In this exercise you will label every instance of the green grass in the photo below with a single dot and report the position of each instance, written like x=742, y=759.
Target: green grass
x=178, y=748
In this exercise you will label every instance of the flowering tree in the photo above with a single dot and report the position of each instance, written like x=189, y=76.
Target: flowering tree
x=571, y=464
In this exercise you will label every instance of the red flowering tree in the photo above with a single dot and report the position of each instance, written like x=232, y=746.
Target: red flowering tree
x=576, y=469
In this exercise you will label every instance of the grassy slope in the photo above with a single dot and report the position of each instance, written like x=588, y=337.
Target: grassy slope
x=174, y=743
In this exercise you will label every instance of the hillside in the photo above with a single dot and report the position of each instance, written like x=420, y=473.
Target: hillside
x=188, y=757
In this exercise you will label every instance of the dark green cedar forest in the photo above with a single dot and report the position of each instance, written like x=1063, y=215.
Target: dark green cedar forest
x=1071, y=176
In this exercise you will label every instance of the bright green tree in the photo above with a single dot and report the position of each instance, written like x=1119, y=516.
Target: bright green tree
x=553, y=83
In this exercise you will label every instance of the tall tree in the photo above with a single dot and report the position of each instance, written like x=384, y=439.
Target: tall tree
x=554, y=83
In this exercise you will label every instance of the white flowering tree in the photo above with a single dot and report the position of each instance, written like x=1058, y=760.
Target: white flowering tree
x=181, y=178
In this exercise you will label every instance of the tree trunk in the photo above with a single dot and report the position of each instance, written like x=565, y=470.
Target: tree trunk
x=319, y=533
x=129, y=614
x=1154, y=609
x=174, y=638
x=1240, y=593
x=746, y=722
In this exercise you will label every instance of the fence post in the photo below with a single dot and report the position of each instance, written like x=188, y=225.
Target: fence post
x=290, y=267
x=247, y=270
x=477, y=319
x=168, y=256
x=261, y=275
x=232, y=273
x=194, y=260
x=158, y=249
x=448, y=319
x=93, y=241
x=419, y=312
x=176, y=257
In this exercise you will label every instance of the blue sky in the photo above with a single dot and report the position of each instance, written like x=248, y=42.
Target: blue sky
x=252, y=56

++++++++++

--- About this exercise ---
Your answer must be the full listing above, printed exactly as it stands.

--- Task result ---
In this exercise you will label every instance of the green grass in the photo below with a single dot and report the position of each instance, written like x=742, y=759.
Target: green grass
x=178, y=748
In this exercise you will label every instance of the flowering tree in the photo above with a single dot and report the position of each instance, written like x=189, y=76.
Target: flowering tree
x=571, y=464
In this exercise you will label every instance of the red flowering tree in the photo above with a single dot and report the position of each instance, written like x=232, y=746.
Target: red flowering tree
x=576, y=469
In this exercise you will label every instance of the grassy slope in the photo above with a single dot and report the position of each instance, written like x=588, y=337.
Target: grassy slope
x=174, y=743
In this exercise you will label every instance of the hillside in the photo above with a single dot and report the position of each instance, written like x=420, y=473.
Target: hillside
x=188, y=757
In this exercise you will label every instance of the dark green cedar forest in the photo above with a single dot and report the position of each instance, written like x=1063, y=215.
Target: dark green cedar forest
x=1071, y=176
In this exercise you will label every instance of the bright green tree in the photo above with a single dot and report the position of each instance, written like x=1119, y=516.
Target: bright green tree
x=553, y=83
In this exercise you will label every instance of the tall tree in the photo above with a single dot and report the position of each instance, written like x=384, y=439.
Target: tall tree
x=554, y=83
In this exercise you will label every instance of the white flowering tree in the photo above with a single dot and report the position of each instance, written like x=1058, y=760.
Target: white flowering tree
x=181, y=178
In this exercise you will label every instance of the tree trunk in the photo above with a single dot and report the position of each instance, written like x=565, y=470.
Target: tree trunk
x=319, y=533
x=129, y=614
x=1154, y=609
x=174, y=638
x=1240, y=593
x=746, y=722
In this exercise you will label every instance of the fence post in the photo below with a single dot and report the position of each instance, written like x=188, y=225.
Target: fence post
x=290, y=267
x=247, y=270
x=477, y=319
x=168, y=256
x=261, y=275
x=232, y=273
x=194, y=260
x=158, y=249
x=448, y=319
x=93, y=241
x=419, y=312
x=176, y=257
In this exercise you will label every instance of the blue sky in the photo above with a single dot and report the position of each instance, written like x=248, y=42.
Target: blue sky
x=252, y=56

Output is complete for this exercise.